## Exercise task
Could you copy word for word the lines below, from the one containing "Reviewer check: make sure each instance of the jersey" through the last line of the items, both ends included, and leave out the pictures?

━━━━━ Data section ━━━━━

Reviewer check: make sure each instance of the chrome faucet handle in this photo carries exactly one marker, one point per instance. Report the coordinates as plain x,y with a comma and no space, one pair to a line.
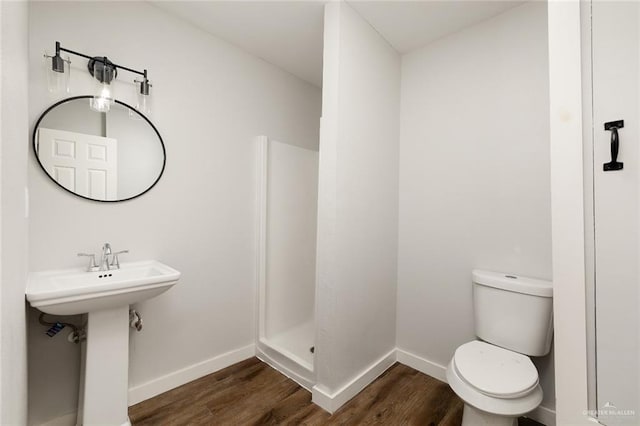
104,260
115,262
93,266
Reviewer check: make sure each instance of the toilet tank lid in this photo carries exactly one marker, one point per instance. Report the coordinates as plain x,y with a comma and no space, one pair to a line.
513,283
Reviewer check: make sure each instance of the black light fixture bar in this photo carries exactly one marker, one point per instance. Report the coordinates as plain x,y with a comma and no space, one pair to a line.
102,59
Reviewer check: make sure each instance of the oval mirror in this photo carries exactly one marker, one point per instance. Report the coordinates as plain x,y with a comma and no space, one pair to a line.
112,156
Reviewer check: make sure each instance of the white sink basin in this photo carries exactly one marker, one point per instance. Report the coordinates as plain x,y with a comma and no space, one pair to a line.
76,291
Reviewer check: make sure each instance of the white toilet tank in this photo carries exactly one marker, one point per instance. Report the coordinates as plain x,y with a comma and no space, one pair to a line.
513,312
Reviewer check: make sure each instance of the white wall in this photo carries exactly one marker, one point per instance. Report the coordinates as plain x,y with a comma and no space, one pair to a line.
14,134
357,202
567,212
474,176
292,206
210,100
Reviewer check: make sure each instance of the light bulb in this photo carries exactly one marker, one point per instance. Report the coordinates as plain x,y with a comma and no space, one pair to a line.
102,102
103,74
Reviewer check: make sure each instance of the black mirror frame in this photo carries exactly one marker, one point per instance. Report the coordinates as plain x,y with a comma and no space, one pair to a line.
35,151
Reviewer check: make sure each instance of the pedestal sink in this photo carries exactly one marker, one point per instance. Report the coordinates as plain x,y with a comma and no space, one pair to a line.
105,296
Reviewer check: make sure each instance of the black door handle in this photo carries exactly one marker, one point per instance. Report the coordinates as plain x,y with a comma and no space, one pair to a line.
613,127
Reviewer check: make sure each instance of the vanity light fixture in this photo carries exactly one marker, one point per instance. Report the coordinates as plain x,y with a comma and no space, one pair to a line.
104,71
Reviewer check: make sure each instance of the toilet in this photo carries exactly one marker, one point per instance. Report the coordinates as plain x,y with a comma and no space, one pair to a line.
494,376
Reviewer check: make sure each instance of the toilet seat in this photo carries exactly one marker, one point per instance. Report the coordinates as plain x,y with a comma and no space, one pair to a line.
510,403
495,371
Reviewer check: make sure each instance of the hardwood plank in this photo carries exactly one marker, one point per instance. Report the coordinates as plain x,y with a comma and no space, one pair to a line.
252,393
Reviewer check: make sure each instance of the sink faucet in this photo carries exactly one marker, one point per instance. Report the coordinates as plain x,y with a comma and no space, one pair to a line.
104,260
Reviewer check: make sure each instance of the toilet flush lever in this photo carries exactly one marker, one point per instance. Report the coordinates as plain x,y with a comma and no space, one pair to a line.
613,127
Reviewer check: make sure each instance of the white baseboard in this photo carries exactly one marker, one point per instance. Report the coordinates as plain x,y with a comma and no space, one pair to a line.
543,415
331,402
68,419
177,378
423,365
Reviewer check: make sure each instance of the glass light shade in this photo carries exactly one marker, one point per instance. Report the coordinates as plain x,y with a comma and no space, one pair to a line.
57,82
144,104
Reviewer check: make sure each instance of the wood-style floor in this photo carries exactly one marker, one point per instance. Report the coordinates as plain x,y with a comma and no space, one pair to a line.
252,393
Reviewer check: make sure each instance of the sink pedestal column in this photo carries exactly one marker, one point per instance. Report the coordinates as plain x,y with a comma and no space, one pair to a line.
106,369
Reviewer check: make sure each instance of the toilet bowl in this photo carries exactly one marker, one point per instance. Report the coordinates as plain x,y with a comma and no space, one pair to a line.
496,384
494,376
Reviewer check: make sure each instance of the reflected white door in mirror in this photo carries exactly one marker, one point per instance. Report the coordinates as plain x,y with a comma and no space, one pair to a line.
108,157
105,295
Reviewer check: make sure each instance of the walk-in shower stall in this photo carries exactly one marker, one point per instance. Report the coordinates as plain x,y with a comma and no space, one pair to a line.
287,198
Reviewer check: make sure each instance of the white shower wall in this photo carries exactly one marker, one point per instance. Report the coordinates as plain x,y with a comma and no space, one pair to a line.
287,221
292,204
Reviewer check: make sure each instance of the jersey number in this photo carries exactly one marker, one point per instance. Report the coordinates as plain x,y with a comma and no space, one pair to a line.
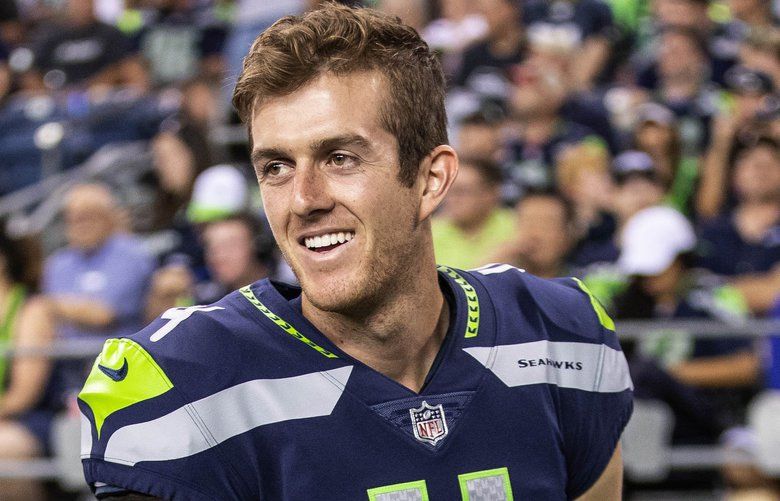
175,316
482,485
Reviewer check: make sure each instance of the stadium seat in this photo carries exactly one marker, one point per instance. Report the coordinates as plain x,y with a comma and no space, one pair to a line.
647,441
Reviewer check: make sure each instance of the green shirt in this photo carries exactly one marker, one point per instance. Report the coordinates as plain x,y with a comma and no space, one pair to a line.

━━━━━

## Problem solution
Reviewer check: make sure each instance of the jersey number in this photo carries exactly one marker, one point per instance. Report the coordinates as plain x,y with a comma and no space, one pair to a line.
175,316
482,485
Reviewer check: make sure each instance of the stadium seat in this photo carries exactly one marker, one point per instance. Report the coordinates as plain x,y with a comma and no space, one pair to a line.
647,441
Reviewer check: make sure each instance of the green shirt in this photo carries exactly one marker, one point per instance. Report the coordinates as plain x,y with a comma and no space, one pair to a line.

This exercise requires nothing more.